* [Detalles del ejercicio]
Extrae del texto fuente, sin alterar nada, el fragmento que empieza con las palabras que contienen "Este libro es" y termina con "de ellas mismas.".

--- Texto fuente ---

Este libro es un tributo al poder de la empatía humana, ya que estamos más cerca que nunca de entender como experiencia el mundo los demás animales. Gracias al estudio del paisaje sensorial de otras criaturas, hemos conseguido entender mejor el nuestro y además hemos sido capaces de desarrollar aplicaciones tecnológicas muy positivas: la visión de las langostas inspiró la invención del telescopio, los delfines inspiraron los sonares de los barcos, y más. Incluso el estudio de la propiocepción ha sugerido recientemente la esquizofrenia como un trastorno de esta habilidad, en la que las personas sufren alucinaciones porque no pueden distinguir su propia voz interna de las voces de su alrededor, fallan a la hora de distinguir a las otras de ellas mismas.
Paradójicamente, cuánto más les entendemos, más difícil hacemos la existencia a los demás animales. Yong nos propone contemplar nuestras acciones por la óptica del Umwelt para ver como las acciones banales en nuestra vida cotidiana tienen efectos dañinos y disruptores sobre la vida de las otras criaturas. Por ejemplo, la constante contaminación lumínica interrumpe las rutas migratorias de muchas especies que se guían por la luz de los astros (cada 11 de septiembre, un millón de pájaros quedan atrapados en los faros de luz que se alzan como homenaje a las víctimas del atentado en Nueva York). La contaminación acústica, que equivale a que dos tercios de Europa estuvieran sometidos a lluvia perpetua, dificulta la comunicación entre individuos de otras especies, que utilizan canciones u otros tipos de sonidos. Esta contaminación acústica se extiende también a los océanos, donde el sonido viaja mucho más rápido que por el aire y donde el tráfico náutico se ha más que triplicado desde la Segunda Guerra Mundial. Y un largo etcétera. No obstante, Yong señala soluciones sencillas que mejorarían enormemente nuestra convivencia con los demás animales, como cambiar las luces LED de azul a rojo, o pavimentar las superficies con materiales porosos para que absorban más el ruido del tráfico. Utilizar la óptica de Umwelt como herramienta de convivencia facilita también el rewilding, como nos muestra Yong con el caso de unas biólogas marinas que han conseguido repoblar corales con altavoces sumergidos que simulan los ruidos de un coral repleto de vida, lo cual atrae de nuevo a los peces.

--- Conjunto de datos ---

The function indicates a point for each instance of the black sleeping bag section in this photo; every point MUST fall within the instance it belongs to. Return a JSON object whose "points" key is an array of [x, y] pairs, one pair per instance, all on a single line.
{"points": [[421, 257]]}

---

* [Respuesta a continuación]
Este libro es un tributo al poder de la empatía humana, ya que estamos más cerca que nunca de entender como experiencia el mundo los demás animales. Gracias al estudio del paisaje sensorial de otras criaturas, hemos conseguido entender mejor el nuestro y además hemos sido capaces de desarrollar aplicaciones tecnológicas muy positivas: la visión de las langostas inspiró la invención del telescopio, los delfines inspiraron los sonares de los barcos, y más. Incluso el estudio de la propiocepción ha sugerido recientemente la esquizofrenia como un trastorno de esta habilidad, en la que las personas sufren alucinaciones porque no pueden distinguir su propia voz interna de las voces de su alrededor, fallan a la hora de distinguir a las otras de ellas mismas.